** Opening DATA TO EXAMINE block **
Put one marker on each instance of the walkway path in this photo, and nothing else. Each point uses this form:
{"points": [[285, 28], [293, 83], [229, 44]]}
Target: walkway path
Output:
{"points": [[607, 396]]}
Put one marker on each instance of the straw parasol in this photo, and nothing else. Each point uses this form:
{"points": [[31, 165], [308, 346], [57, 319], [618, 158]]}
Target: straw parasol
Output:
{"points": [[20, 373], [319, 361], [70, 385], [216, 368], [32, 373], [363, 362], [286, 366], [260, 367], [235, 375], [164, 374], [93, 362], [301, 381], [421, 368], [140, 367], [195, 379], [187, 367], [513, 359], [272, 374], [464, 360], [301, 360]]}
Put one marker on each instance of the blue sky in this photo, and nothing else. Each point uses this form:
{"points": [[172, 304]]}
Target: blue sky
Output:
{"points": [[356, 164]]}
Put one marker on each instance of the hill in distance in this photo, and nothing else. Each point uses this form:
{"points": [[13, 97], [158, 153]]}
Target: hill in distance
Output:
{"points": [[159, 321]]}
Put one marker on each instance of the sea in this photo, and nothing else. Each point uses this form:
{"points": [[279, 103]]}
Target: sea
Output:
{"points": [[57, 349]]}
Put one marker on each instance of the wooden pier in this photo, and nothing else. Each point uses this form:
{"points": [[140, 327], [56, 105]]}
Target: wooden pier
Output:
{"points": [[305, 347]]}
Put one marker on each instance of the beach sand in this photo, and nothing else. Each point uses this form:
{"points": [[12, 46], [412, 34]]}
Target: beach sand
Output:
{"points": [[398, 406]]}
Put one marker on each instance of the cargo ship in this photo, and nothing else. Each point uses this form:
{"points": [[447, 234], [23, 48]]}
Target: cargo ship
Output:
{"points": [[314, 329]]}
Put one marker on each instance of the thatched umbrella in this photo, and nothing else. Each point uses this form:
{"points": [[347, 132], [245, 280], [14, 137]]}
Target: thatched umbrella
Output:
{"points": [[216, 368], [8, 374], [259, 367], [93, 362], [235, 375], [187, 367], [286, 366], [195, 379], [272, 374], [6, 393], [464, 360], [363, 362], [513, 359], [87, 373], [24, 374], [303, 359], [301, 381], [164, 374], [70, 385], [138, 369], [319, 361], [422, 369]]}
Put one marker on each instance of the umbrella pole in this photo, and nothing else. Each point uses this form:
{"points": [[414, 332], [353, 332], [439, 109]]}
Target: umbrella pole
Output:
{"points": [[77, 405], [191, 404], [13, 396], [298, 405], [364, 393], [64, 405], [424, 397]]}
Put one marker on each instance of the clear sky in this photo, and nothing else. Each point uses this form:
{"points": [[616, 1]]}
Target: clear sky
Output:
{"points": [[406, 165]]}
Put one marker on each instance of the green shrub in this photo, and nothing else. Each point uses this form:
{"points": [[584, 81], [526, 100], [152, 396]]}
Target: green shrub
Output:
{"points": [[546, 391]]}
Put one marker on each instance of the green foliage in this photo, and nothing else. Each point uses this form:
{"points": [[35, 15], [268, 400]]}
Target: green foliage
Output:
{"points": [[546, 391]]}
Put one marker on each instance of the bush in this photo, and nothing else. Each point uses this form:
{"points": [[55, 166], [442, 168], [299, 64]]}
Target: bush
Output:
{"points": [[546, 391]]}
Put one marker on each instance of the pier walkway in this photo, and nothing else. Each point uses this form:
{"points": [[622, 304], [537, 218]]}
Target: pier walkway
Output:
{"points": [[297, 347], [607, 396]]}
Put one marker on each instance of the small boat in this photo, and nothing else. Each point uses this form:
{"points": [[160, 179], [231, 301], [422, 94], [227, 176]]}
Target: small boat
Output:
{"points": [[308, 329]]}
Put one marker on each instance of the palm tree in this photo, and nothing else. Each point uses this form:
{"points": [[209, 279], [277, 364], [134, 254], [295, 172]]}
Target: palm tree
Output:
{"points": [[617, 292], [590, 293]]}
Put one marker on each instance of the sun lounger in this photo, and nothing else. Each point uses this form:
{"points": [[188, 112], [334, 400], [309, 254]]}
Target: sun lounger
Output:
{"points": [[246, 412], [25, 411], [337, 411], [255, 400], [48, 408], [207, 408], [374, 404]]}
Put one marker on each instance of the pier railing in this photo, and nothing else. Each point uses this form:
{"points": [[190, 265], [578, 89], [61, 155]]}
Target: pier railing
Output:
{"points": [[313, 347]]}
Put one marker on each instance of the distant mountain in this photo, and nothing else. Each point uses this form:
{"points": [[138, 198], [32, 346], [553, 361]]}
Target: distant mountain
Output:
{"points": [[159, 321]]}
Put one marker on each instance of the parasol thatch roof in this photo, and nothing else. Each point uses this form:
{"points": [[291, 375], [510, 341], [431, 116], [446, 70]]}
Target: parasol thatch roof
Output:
** Closing DATA TO EXAMINE block **
(BRIEF):
Give back, word for word, only the lines from the one containing "Target: distant mountain" through the closing line of the entries.

(ANSWER BOX):
Target: distant mountain
Output:
{"points": [[159, 321]]}
Put one marker on each instance of the parasol thatch roof in this photo, and nothing else. Each point uses this form:
{"points": [[291, 375], [510, 341], [431, 116], [446, 70]]}
Target: parasol thatch roof
Output:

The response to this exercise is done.